====== Extract

P.S. OK so things were a little slow at work.

JohnT Fitzgerald
10-23-2009, 7:13 PM
If you are like most of us, you cut various types of wood products; plywood, MDF, particle board, etc.

Any thoughts on PVC dust, from Azek (and similair materials)?

Sean Hoag
10-23-2009, 8:13 PM
I cut mostly mahogany and Western Red Cedar as of lately and they both seem to light up pretty good in my fire pit out back. I do have to keep turning the piles though otherwise the lack of fresh air makes it smolder. Larger quantities I just tag and bag for the regular garbage pick-ups.

Mitchell Andrus
10-23-2009, 8:27 PM
No pictures = it never happened!!!:D :D

Bruce

I'll just keep you guessing.
.

Joe Mioux
10-23-2009, 9:53 PM
I mix it in with my dog's food. The next day I've got something that burns quit nicely in the fireplace.

just checking
.

that was funny!

my wife asked why I was giggling, I read what you wrote, she said "i wonder what would happen if his wife fed it to him?"


joe

she meant the sawdust.

fRED mCnEILL
10-23-2009, 10:41 PM
Well, if your daughter raised and trained horses and you had a barn with a chip shed you could just plumb the dust collector directly into the chip shed. But then you would need a daughter who raises horses and a barn and--and--


Fred Mc.

============

Answer these questions from the forum thread.
(a) Which two woods does Sean Hoag say he has mostly been cutting lately?
(b) What does Sean Hoag do with larger quantities?
(c) In Fred Mc.'s post, where could the dust collector be plumbed directly?

====== Supplied information

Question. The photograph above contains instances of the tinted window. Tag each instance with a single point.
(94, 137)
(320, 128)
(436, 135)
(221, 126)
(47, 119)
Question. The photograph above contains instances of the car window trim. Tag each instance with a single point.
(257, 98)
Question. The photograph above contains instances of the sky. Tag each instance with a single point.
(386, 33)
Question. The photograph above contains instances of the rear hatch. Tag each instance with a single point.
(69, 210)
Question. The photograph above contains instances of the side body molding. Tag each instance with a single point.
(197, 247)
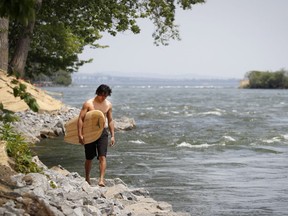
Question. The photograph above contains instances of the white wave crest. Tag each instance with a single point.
(274, 139)
(217, 113)
(137, 141)
(229, 138)
(188, 145)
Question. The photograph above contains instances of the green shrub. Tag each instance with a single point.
(18, 149)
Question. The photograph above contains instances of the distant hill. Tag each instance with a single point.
(85, 79)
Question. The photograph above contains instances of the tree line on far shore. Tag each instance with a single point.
(267, 79)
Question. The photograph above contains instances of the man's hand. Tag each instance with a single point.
(81, 140)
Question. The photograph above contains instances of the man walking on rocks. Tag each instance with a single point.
(99, 147)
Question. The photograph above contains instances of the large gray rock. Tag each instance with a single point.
(65, 193)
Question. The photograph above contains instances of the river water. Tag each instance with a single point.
(206, 148)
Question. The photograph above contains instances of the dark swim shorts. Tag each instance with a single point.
(98, 147)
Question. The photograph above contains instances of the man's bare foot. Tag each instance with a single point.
(88, 180)
(101, 183)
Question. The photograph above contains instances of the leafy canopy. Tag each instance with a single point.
(64, 27)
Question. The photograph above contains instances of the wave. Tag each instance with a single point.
(217, 113)
(272, 140)
(229, 138)
(188, 145)
(137, 141)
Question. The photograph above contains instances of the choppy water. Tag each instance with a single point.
(206, 150)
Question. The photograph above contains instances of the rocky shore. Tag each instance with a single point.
(36, 126)
(56, 191)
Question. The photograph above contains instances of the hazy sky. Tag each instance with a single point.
(220, 39)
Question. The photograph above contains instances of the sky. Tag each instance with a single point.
(221, 39)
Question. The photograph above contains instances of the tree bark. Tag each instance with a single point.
(4, 45)
(19, 58)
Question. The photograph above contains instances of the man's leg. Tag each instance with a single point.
(88, 166)
(102, 169)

============

▶ _Solution to this task_:
(a) Mahogany and Western Red Cedar.
(b) He tags and bags them for the regular garbage pickups.
(c) Into the chip shed.